Quelques mois plus tard, sa paranoïa repart en flèche après le meurtre de son voisin, un certain Greg Faull – lequel ne cessait de se plaindre des aboiements intempestifs de ses onze chiens -, découvert baignant dans son sang dans le hall de sa villa avec une balle dans la tête. Les policiers retrouvent à proximité une douille de calibre 9 mm…
Lorsqu’ils frappent à sa porte, le millionnaire, totalement paniqué, échappe aux enquêteurs en s’enfouissant dans le sable, puis s’enfuit au Guatemala voisin en racontant partout que le gouvernement bélizien a lancé ses sbires à ses trousses. Le Premier ministre a pourtant pris grand soin de préciser que McAfee n’est nullement accusé du meurtre de son voisin, et n’est recherché que comme simple témoin.
McAfee affiche donc le plus profond mépris pour les hommes politiques, qui, pour la plupart, ne comprennent rien aux nouvelles technologies
Arrêté pour être entré illégalement au Guatemala, le millionnaire est extradé vers les États-Unis. Depuis, il multiplie les frasques. En août, il a été arrêté par la police du Tennessee pour conduite en état d’ivresse et possession injustifiée d’une arme à feu. Interrogé par la chaîne CNBC, il a expliqué avoir pris le matin même un anxiolytique : « J’ai une vie très stressante, explique-t-il, car il se pourrait que le gouvernement bélizien soit encore à mes trousses. » Ben voyons.

◆ ◆ ◆ ◆

* TÂCHE DONNÉE A
D'après le texte, de quel calibre était la douille retrouvée à proximité du corps de Greg Faull ?
Les entrées qui suivent n'ont aucun lien avec le texte.

◆ ◆ ◆ ◆

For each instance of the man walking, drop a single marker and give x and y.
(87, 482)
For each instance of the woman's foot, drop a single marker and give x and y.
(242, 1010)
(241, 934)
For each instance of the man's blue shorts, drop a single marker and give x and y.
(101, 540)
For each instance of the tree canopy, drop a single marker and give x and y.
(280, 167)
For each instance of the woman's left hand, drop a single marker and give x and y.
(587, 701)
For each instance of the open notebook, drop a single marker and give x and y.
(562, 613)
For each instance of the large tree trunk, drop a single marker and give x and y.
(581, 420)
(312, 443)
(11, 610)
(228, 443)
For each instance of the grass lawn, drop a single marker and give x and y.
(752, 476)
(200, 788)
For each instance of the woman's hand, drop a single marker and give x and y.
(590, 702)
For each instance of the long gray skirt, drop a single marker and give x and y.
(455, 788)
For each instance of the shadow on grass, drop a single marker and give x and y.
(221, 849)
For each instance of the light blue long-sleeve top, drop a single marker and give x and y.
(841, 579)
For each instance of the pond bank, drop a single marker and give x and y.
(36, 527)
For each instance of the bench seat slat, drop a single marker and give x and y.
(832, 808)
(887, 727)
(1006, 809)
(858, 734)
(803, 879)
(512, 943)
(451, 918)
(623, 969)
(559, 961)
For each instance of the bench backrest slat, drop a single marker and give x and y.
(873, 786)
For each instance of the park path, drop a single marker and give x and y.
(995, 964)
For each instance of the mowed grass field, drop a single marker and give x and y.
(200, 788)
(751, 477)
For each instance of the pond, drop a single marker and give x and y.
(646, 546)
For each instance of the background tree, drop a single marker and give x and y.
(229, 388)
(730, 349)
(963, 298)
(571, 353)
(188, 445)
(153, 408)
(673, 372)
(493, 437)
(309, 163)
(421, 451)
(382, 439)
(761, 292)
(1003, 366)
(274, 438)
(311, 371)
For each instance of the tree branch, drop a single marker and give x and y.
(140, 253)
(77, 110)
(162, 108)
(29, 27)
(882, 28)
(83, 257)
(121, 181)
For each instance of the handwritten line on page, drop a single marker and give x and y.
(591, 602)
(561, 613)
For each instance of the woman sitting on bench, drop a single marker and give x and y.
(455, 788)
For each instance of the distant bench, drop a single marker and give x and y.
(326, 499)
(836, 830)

◆ ◆ ◆ ◆

* TÂCHE DONNÉE B
Recopiez fidèlement les lignes des entrées allant de celle qui contient « For each instance of the distant » jusqu'à la fin des entrées, bornes comprises.

* RÉPONSE CORRECTE A
De calibre 9 mm.

* RÉPONSE CORRECTE B
For each instance of the distant bench, drop a single marker and give x and y.
(326, 499)
(836, 830)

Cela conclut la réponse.